══ Quoted text ══

I only just found out today what a pizzle stick is  I'd also recommend a split antler, less gruesome than a bull's willy


----------



## Goosey

Janey153 said:


> I only just found out today what a pizzle stick is  I'd also recommend a split antler, less gruesome than a bull's willy


Oh Lou, even I didn't click earlier when you said it was a cows willy  x


----------



## Janey153

What did you think we were talking about?! Poor pet shop man.... 😊 x


----------



## Goosey

I'm sure he didn't mind , he probably thought we were just a couple of crazy old women 
I think I had a blonde moment until I clicked and remembered cows don't have willies  x


----------



## Janey153

Pah, cows, bulls, whats the difference eh? 

(Sorry sallyanne!)


----------



## DB1

Be careful you lot, after a conversation like this before we started getting some very dodgy spam on the site - not the meat!


----------



## Janey153

I blame that Goosey woman. She's a bad influence 

sorry , point taken


----------



## Goosey

Janey153 said:


> I blame that Goosey woman. She's a bad influence
> 
> sorry , point taken


Don't blame me, I never even heard of them until you mentioned them! My two are happy with their milk biscuits .

═══
══ Material supplied ══

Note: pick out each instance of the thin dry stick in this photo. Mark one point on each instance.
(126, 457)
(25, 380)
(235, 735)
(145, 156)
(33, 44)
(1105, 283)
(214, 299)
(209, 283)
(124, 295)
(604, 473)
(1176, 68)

═══

**Your task:**
Copy the pizzle stick thread word for word, from "Pah, cows, bulls, whats" up to and including "not the meat!". The items stand apart from the pizzle stick thread.

**Result of the task:**
Pah, cows, bulls, whats the difference eh? 

(Sorry sallyanne!)


----------



## DB1

Be careful you lot, after a conversation like this before we started getting some very dodgy spam on the site - not the meat!